• **EXTRAIT DU DOCUMENT**
◇ ◇ ◇
Il faut prendre des risques dans la vie, LE PARISIEN 27/09/2014

Jolie surprise d'Isabelle qui le temps d'une interview en partie réalisée par des lecteurs du PARISIEN se dévoile sur différents sujets ...



Isabelle Adjani remonte sur scène, après huit ans d'absence, dans une pièce contemporaine. La politique, le terrorisme, ses passions d'actrice, ses enfants, cette star discrète se dévoile.




Photo Arnaud Dumontier

Face aux lecteurs . Isabelle Adjani remonte sur scène, après 8 ans d'absence, dans une pièce contemporaine. la politique, le terrorisme, ses passions d'actrice, ses enfants, cette star discrète se dévoile .

C'est la plus rare de nos stars. Autant dire que lorsqu'isabelle Adjani fat son entrée dans le hall du théâtre de Paris, un frisson parcourt l'assistance. Chevelure noire, chemisier moucheté, l'actrice ôte ses lunettes fumées et tend la main en souriant. "On dirait un tribunal ! " lance t elle , mi- amusée mi -inquiète, en découvrant la table où l'attendent six lecteurs du parisien- Aujourd' hui en France. pour répondre à leurs questions, Isabelle Adjani a fait une courte pause entre deux répétitions de Kinship, la pièce qu'elle jouera à partir du 21 octobre avec Carmen Maura et Niels Scheider.
"J'envisage de dormir ici, sérieusement" , glisse la comédienne, qui n'était pas revenue sur les planches depuis sa prestation en 2006 dans "La dernière nuit pour Marie Stuart", récompensée par un Molière. Jeudi, face à nos lecteurs, elle s'est montrée soucieuse de choisir ses mots avec précision, n'hésitant pas à développer sa pensée. Elle s'est confiée sur sa nouvelle aventure théâtrale, sa carrière, ses convictions, son rôle de mère, son rapport à la beauté. Sa première prise de parole , juste avant la spéciale de "Vivement dimanche" que Michel Drucker lui consacre demain à 18h 50 sur France 2.


Entretien coordonné par Thierry Dague et Alain grasset, avec la collaboration d'Elisabeth Kastler-Le scour.


SA CARRIERE

Julien Sorbon . Dans votre carrière au cinéma, y a t-il un film, une rencontre qui vous a particulièrement marquée ?

Tous les films que j'aime avoir faits m'ont marquée. Les thèmes de certains viennent traverser imperceptiblement cette pièce, je m'en rends compte chaque jour, à chaque répétition. Je me dis : là c'est comme dans "Histoire d'adèle H"... J'ai beaucoup d'affection pour Camille Claudel parce que c'est un film que l'on a initié avec Bruno Nuytten. un homme avec qui j'ai vécu et dont j'étais très admirative, et c'est très beau de faire un film avec quelqu'un qui vous aime et qu'on aime pour toujours. C'était un peu notre deuxième enfant .

Thierry Wacone . Avez - vous des regrets ?
◇ ◇ ◇
• **ENREGISTREMENTS FOURNIS**
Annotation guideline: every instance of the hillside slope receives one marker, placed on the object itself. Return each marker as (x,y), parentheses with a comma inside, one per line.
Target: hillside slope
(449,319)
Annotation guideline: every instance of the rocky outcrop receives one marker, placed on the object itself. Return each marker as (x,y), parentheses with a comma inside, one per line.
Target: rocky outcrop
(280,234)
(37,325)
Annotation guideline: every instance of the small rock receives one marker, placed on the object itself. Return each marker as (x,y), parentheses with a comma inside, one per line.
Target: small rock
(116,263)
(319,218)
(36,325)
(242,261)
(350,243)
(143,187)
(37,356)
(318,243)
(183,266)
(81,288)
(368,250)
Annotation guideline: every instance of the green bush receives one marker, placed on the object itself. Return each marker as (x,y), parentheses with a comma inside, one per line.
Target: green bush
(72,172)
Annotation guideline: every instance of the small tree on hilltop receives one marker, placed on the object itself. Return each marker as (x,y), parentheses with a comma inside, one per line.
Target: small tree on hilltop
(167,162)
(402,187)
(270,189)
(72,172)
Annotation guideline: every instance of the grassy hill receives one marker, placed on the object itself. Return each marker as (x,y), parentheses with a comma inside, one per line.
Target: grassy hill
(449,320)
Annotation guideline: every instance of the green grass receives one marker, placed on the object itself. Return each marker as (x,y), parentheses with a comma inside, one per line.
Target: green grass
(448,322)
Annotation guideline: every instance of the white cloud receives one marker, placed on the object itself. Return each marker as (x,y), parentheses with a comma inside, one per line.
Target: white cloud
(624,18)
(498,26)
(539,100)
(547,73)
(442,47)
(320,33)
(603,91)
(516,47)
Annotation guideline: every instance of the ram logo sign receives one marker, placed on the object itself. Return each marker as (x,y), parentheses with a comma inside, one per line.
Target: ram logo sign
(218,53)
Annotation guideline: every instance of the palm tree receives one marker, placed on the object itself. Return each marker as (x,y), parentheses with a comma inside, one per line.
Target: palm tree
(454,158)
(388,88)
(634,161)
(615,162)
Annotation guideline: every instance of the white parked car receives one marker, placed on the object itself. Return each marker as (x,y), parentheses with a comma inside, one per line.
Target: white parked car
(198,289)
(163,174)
◇ ◇ ◇
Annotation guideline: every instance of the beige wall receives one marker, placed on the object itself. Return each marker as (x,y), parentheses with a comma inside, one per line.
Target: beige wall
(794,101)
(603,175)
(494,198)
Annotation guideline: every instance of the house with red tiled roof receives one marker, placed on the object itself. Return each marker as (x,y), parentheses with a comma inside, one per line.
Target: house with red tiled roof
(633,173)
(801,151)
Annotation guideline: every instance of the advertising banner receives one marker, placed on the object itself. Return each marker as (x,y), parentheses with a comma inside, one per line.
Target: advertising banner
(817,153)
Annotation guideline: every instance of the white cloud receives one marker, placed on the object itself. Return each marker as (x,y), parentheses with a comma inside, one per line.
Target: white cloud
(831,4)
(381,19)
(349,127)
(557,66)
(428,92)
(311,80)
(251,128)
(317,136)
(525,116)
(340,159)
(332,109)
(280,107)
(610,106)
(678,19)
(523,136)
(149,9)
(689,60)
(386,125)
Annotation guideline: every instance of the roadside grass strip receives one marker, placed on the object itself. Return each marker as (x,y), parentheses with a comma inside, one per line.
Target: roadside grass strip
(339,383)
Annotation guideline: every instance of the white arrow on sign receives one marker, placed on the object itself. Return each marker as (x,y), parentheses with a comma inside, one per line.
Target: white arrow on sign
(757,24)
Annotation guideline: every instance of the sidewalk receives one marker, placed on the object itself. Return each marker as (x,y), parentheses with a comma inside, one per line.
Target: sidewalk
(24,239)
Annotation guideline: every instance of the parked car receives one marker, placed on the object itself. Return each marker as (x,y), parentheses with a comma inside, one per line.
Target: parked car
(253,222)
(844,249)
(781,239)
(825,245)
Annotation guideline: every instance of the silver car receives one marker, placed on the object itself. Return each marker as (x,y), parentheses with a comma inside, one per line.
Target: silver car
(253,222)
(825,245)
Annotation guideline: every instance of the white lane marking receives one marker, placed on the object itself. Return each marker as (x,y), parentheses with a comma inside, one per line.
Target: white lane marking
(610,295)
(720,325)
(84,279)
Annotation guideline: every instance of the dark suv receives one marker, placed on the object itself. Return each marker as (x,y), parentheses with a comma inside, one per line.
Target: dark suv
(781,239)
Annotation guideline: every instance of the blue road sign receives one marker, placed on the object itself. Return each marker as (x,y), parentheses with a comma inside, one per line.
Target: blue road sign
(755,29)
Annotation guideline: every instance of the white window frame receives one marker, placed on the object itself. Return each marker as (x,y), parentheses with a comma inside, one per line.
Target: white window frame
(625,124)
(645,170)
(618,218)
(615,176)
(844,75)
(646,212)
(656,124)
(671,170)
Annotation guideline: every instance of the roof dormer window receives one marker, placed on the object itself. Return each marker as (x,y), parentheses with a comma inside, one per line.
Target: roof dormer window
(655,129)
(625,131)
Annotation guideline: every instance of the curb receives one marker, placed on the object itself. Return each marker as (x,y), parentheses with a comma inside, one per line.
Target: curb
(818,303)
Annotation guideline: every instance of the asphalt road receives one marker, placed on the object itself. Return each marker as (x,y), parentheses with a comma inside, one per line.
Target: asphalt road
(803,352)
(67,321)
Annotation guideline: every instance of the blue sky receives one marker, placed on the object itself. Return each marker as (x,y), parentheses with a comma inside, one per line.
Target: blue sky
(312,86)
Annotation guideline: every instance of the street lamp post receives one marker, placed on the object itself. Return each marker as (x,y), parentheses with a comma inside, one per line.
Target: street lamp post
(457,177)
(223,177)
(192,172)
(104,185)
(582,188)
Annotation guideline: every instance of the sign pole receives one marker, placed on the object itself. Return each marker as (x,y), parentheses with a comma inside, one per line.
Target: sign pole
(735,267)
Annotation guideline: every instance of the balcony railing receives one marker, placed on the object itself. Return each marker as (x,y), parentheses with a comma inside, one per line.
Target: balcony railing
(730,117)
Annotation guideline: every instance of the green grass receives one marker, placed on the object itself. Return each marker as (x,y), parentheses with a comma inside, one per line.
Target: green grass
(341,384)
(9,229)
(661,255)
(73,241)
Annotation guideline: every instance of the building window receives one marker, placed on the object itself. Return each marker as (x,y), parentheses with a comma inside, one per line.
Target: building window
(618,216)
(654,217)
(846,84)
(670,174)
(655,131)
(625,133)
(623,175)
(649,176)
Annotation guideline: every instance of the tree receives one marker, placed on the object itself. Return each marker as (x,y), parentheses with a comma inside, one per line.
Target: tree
◇ ◇ ◇
• **SÉRIE D'EXERCICES**
**A.** Les affirmations suivantes concordent-elles avec l'entretien d'Isabelle Adjani ? Répondez par oui ou par non, en citant mot pour mot les termes du texte qui tranchent.
(i) Isabelle Adjani n'était pas montée sur scène depuis huit ans.
(ii) La pièce Kinship sera jouée à partir du 21 octobre.
(iii) Huit lecteurs attendent l'actrice autour de la table.
**B.** Répondez à ces questions d'après l'entretien d'Isabelle Adjani.
(i) Dans quelle pièce l'actrice a-t-elle joué en 2006 ?
(ii) Sur quelle chaîne passe la spéciale de « Vivement dimanche » ?
(iii) Avec qui a-t-elle initié le film Camille Claudel ?
**C.** Prolongez en quelques phrases l'entretien d'Isabelle Adjani, à la suite de sa dernière ligne.

• **CORRIGÉ**
**A.**
(i) Oui : « après huit ans d'absence ».
(ii) Oui : « la pièce qu'elle jouera à partir du 21 octobre ».
(iii) Non : « la table où l'attendent six lecteurs du parisien ».

**B.**
(i) « La dernière nuit pour Marie Stuart ».
(ii) France 2.
(iii) Avec Bruno Nuytten.

**C.**
Oui, bien sûr. J'ai toujours privilégié les exigences de la vie et parfois sacrifié certaines grandes aventures cinématographiques pour être présente auprès des miens . Qu'est-ce que cela donne ensuite dans une biographie ? Je ne sais pas .Pour moi, ce qui compte le plus dans mon métier c'est l'Humanité, c'est à dire transmettre quelque chose aux spectateurs. C'est le sens de ma vocation. Si je me conduis de façon cynique, arriviste, carriériste, mon humanité, je peux faire une croix dessus. Je préfère manquer des films qu'avoir une carrière époustouflante et devenir un monstre.

Y a t-il un rôle que vous auriez aimé jouer, que l'on ne vous a pas proposé ?

Je ne sais pas ... Scarlett O' Hara dans "Autant en emporte le vent " ! (rires) je préfère négliger de penser à cela. comme j'ai déjà tendance à rêver, je ne  veux pas un rêve déçu de plus ;

Elise Jullian. Vous deviez jouer Anne Sinclair dans le film d'Abdel Ferrara sur DSK, pourquoi avoir renoncé ?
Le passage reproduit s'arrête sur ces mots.